Records from a point-labeling set
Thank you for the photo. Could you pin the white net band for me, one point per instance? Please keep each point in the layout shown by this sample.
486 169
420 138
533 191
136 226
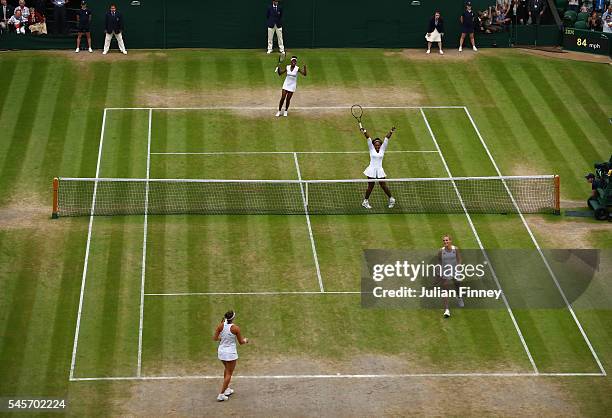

- _To be done_: Turn the lines of the items above into a numbered list, omitting any blank lines. Leave the pictures out of your answer.

- _Task output_:
1. Thank you for the photo. Could you pin the white net band for me, one point per instance? Please keep each point in the layout shown by this sample.
2. 486 169
3. 420 138
4. 533 191
5. 136 226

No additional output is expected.